Content starts
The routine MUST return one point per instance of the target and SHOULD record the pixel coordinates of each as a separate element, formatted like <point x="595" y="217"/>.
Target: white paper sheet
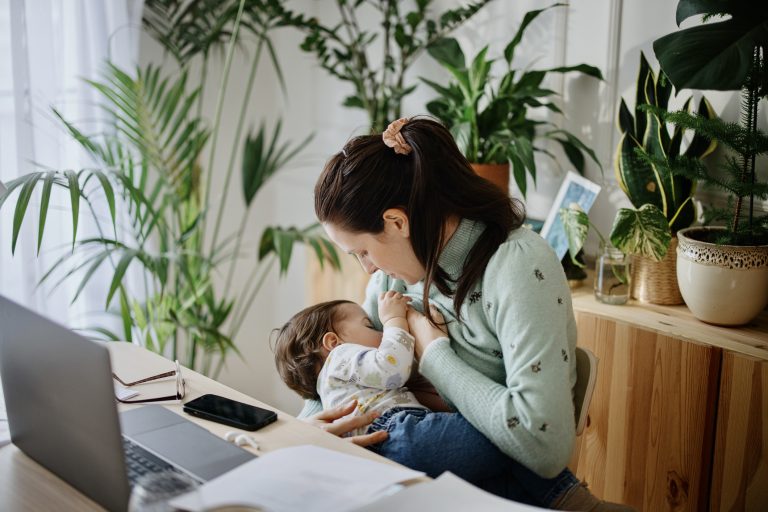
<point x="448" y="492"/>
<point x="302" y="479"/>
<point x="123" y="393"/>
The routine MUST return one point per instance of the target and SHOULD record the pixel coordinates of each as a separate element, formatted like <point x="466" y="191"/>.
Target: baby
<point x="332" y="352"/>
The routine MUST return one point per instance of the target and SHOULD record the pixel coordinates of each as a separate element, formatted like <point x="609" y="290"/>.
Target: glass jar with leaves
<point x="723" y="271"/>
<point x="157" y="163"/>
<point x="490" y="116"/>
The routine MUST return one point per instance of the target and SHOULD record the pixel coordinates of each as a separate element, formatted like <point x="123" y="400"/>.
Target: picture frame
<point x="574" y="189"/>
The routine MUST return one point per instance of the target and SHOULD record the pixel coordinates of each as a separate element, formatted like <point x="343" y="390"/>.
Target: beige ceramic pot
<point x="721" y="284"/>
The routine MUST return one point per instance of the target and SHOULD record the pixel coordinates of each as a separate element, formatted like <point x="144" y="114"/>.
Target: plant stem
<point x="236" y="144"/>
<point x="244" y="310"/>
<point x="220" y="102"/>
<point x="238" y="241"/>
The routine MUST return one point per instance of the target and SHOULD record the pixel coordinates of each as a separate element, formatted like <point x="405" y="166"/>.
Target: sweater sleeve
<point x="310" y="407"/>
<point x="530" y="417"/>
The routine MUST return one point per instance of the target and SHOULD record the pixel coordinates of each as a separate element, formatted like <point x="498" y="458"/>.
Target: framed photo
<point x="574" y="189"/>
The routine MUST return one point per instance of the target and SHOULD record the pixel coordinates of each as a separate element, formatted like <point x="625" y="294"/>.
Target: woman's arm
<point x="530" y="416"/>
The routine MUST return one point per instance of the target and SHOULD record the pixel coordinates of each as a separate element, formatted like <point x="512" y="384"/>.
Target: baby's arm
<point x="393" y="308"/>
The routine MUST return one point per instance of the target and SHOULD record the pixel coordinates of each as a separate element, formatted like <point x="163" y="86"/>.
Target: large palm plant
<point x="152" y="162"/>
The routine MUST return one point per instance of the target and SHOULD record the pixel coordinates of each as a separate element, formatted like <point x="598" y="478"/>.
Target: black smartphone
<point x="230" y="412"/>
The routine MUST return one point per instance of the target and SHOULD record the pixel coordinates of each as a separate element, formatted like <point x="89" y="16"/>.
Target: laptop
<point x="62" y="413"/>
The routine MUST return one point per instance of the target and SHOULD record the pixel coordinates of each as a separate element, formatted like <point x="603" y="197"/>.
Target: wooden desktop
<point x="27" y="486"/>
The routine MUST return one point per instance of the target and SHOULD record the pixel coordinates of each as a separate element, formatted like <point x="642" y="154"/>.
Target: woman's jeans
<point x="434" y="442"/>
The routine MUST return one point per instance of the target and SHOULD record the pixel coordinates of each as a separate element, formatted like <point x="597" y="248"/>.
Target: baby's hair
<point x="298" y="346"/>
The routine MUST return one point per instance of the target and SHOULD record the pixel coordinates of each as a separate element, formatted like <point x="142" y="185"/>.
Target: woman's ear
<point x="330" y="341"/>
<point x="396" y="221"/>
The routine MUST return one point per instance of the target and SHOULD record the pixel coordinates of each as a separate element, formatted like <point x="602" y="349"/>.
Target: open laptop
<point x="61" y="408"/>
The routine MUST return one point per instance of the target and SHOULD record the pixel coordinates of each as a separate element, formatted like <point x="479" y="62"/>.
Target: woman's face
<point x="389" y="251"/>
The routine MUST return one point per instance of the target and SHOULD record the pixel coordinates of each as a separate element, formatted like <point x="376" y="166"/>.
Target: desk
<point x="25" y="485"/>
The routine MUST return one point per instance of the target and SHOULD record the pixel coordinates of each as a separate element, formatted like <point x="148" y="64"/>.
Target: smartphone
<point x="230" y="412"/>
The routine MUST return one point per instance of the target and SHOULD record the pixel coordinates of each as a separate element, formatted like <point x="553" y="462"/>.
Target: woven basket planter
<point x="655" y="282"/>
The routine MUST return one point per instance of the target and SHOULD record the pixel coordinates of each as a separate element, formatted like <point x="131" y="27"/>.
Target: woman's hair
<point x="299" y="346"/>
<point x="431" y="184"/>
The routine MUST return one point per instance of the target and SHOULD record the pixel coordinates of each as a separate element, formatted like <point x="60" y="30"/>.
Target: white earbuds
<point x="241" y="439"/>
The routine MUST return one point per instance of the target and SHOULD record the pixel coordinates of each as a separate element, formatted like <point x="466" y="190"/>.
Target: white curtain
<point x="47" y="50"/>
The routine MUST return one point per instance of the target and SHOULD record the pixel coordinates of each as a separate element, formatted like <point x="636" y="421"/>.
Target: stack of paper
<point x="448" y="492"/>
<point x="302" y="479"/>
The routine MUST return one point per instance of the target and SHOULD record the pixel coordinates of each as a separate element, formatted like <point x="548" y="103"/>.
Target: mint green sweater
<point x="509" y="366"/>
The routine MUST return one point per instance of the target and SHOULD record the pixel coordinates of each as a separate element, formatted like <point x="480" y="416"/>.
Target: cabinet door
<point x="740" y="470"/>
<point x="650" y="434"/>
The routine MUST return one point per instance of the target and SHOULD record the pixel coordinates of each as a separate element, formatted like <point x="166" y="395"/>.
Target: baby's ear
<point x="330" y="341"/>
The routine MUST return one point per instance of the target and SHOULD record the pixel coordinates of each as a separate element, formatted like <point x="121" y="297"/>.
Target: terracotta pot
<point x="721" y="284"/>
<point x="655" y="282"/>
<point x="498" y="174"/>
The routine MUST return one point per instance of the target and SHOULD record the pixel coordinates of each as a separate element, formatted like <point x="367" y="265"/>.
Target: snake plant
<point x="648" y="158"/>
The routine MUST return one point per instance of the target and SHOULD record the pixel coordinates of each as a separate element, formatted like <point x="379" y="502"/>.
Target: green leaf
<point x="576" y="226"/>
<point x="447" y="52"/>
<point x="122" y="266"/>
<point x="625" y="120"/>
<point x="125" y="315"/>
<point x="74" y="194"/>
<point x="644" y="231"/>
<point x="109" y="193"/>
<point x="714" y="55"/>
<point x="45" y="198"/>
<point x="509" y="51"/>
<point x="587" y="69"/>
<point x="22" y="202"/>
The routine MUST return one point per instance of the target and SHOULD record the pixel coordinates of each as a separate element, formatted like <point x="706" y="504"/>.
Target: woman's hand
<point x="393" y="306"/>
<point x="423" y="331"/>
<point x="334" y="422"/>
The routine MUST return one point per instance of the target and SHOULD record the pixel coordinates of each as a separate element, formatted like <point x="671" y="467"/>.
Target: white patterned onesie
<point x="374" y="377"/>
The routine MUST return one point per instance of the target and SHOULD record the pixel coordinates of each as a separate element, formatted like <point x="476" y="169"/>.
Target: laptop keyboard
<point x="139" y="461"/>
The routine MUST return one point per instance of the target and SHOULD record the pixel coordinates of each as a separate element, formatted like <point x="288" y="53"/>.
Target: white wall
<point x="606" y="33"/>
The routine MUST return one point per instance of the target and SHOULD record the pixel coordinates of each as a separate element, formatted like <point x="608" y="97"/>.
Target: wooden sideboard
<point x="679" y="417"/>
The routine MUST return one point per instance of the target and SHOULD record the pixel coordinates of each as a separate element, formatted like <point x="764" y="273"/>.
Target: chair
Content ends
● Exercise description: The records above are to be reproduced exactly; the pictures are to be left out.

● Solution for this exercise:
The routine MUST return one point per instance of the target and SHOULD record the pixel coordinates of each as a separate element, formatted like <point x="595" y="217"/>.
Target: white paper sheet
<point x="448" y="492"/>
<point x="302" y="479"/>
<point x="123" y="393"/>
The routine MUST return one point per instance of the target and SHOULD record the pixel coordinates of each as a separate element, formatted like <point x="466" y="191"/>.
Target: baby
<point x="332" y="352"/>
The routine MUST return one point per instance of the target and SHOULD record the pixel coordinates of each as a separate element, formatted like <point x="609" y="290"/>.
Target: glass jar with leaves
<point x="723" y="271"/>
<point x="157" y="163"/>
<point x="490" y="116"/>
The routine MUST return one point per instance of the target and SHOULD record the pixel coordinates of each as a separate element, formatted like <point x="123" y="400"/>.
Target: picture frame
<point x="574" y="189"/>
The routine MUST return one point per instance of the target and SHOULD record the pixel coordinates of each as a separate element, formatted like <point x="343" y="390"/>.
Target: beige ceramic pot
<point x="721" y="284"/>
The routine MUST return one point per instance of the target and SHOULD record the pixel coordinates of each as a separate element, formatted like <point x="144" y="114"/>.
Target: plant stem
<point x="236" y="144"/>
<point x="244" y="310"/>
<point x="220" y="102"/>
<point x="238" y="241"/>
The routine MUST return one point per instance of the target and SHOULD record the pixel coordinates of each as a separate element, formatted like <point x="405" y="166"/>.
Target: sweater sleeve
<point x="310" y="407"/>
<point x="530" y="417"/>
The routine MUST return one point per instance of the target and SHOULD record the pixel coordinates of each as a separate element, formatted like <point x="498" y="458"/>.
Target: framed photo
<point x="574" y="189"/>
The routine MUST return one point per instance of the target and SHOULD record the pixel coordinates of each as a separate element, formatted like <point x="625" y="294"/>.
Target: woman's arm
<point x="530" y="416"/>
The routine MUST return one point per instance of the target and SHOULD record the pixel coordinates of each as a separate element, formatted like <point x="512" y="384"/>.
Target: baby's arm
<point x="393" y="308"/>
The routine MUST return one point per instance of the target and SHOULD record the pixel coordinates of each as a separate element, formatted like <point x="163" y="86"/>.
Target: large palm plant
<point x="152" y="162"/>
The routine MUST return one point per instance of the target and SHOULD record the pixel coordinates of each as a separate element, formatted like <point x="598" y="478"/>.
Target: black smartphone
<point x="230" y="412"/>
The routine MUST return one point per instance of the target and SHOULD record the pixel coordinates of each as a separate element, formatted like <point x="89" y="16"/>.
Target: laptop
<point x="62" y="413"/>
The routine MUST return one point per instance of the target and SHOULD record the pixel coordinates of each as a separate element, formatted like <point x="603" y="197"/>.
Target: wooden desktop
<point x="27" y="486"/>
The routine MUST return one point per instance of the target and SHOULD record the pixel coordinates of each as a separate element, formatted like <point x="642" y="154"/>.
Target: woman's jeans
<point x="434" y="442"/>
The routine MUST return one point per instance of the target and SHOULD record the pixel coordinates of each as a separate element, formatted like <point x="597" y="248"/>.
Target: baby's hair
<point x="298" y="346"/>
The routine MUST return one point per instance of the target and SHOULD record the pixel coordinates of each as a separate element, formatted like <point x="142" y="185"/>.
Target: woman's ear
<point x="330" y="341"/>
<point x="396" y="221"/>
The routine MUST return one point per instance of the target and SHOULD record the pixel coordinates of each as a separate element, formatted like <point x="602" y="349"/>.
Target: open laptop
<point x="61" y="408"/>
The routine MUST return one point per instance of the target and SHOULD record the pixel coordinates of each as a separate element, formatted like <point x="479" y="62"/>.
Target: woman's face
<point x="389" y="251"/>
The routine MUST return one point per instance of the target and SHOULD record the pixel coordinates of each as a separate element, formatted like <point x="376" y="166"/>.
Target: desk
<point x="25" y="485"/>
The routine MUST return one point per instance of the target and SHOULD record the pixel coordinates of each as a separate element, formatted like <point x="148" y="64"/>.
Target: smartphone
<point x="230" y="412"/>
The routine MUST return one point per instance of the target and SHOULD record the pixel coordinates of each as a separate element, formatted like <point x="553" y="462"/>.
Target: woven basket planter
<point x="655" y="282"/>
The routine MUST return one point per instance of the target and SHOULD record the pixel coordinates of each as a separate element, formatted like <point x="131" y="27"/>.
Target: woman's hair
<point x="299" y="346"/>
<point x="431" y="184"/>
The routine MUST return one point per instance of the target and SHOULD record the pixel coordinates of each as a separate element, formatted like <point x="60" y="30"/>.
Target: white earbuds
<point x="241" y="439"/>
The routine MUST return one point per instance of the target and SHOULD record the pixel coordinates of each as a separate element, formatted like <point x="466" y="190"/>.
Target: white curtain
<point x="47" y="50"/>
The routine MUST return one point per instance of the target and SHOULD record the pixel coordinates of each as a separate element, formatted like <point x="636" y="421"/>.
Target: stack of paper
<point x="448" y="492"/>
<point x="302" y="479"/>
The routine MUST return one point per instance of the target and SHOULD record the pixel coordinates of each as a separate element, formatted like <point x="548" y="103"/>.
Target: mint green sweater
<point x="509" y="366"/>
The routine MUST return one point per instance of the target and SHOULD record the pixel coordinates of each as a separate element, formatted like <point x="480" y="416"/>.
Target: cabinet door
<point x="740" y="470"/>
<point x="650" y="434"/>
The routine MUST return one point per instance of the target and SHOULD record the pixel coordinates of each as a separate element, formatted like <point x="166" y="395"/>.
Target: baby's ear
<point x="330" y="341"/>
The routine MUST return one point per instance of the target and SHOULD record the pixel coordinates of each as a separate element, formatted like <point x="121" y="297"/>.
Target: terracotta pot
<point x="721" y="284"/>
<point x="655" y="282"/>
<point x="498" y="174"/>
The routine MUST return one point per instance of the target and SHOULD record the pixel coordinates of each as a separate element, formatted like <point x="367" y="265"/>.
Target: snake plant
<point x="648" y="158"/>
The routine MUST return one point per instance of the target and SHOULD record the pixel coordinates of each as a separate element, formatted like <point x="379" y="502"/>.
Target: green leaf
<point x="576" y="226"/>
<point x="447" y="52"/>
<point x="122" y="266"/>
<point x="625" y="120"/>
<point x="125" y="315"/>
<point x="74" y="194"/>
<point x="644" y="231"/>
<point x="109" y="193"/>
<point x="714" y="55"/>
<point x="45" y="198"/>
<point x="509" y="51"/>
<point x="587" y="69"/>
<point x="22" y="202"/>
The routine MUST return one point per instance of the target and SHOULD record the pixel coordinates of each as a separate element, formatted like <point x="706" y="504"/>.
Target: woman's hand
<point x="393" y="306"/>
<point x="423" y="331"/>
<point x="334" y="422"/>
The routine MUST return one point per instance of the target and SHOULD record the pixel coordinates of each as a separate element, formatted like <point x="671" y="467"/>.
Target: white patterned onesie
<point x="374" y="377"/>
The routine MUST return one point per instance of the target and SHOULD record the pixel coordinates of each as a separate element, formatted like <point x="476" y="169"/>.
Target: laptop keyboard
<point x="139" y="461"/>
The routine MUST return one point per instance of the target and SHOULD record the pixel coordinates of each as a separate element, formatted like <point x="288" y="53"/>.
Target: white wall
<point x="606" y="33"/>
The routine MUST return one point per instance of the target and SHOULD record the pixel coordinates of each as a separate element, formatted like <point x="608" y="97"/>.
Target: wooden sideboard
<point x="679" y="417"/>
The routine MUST return one point per instance of the target and SHOULD record the pixel coordinates of each as a separate element, formatted like <point x="764" y="273"/>.
Target: chair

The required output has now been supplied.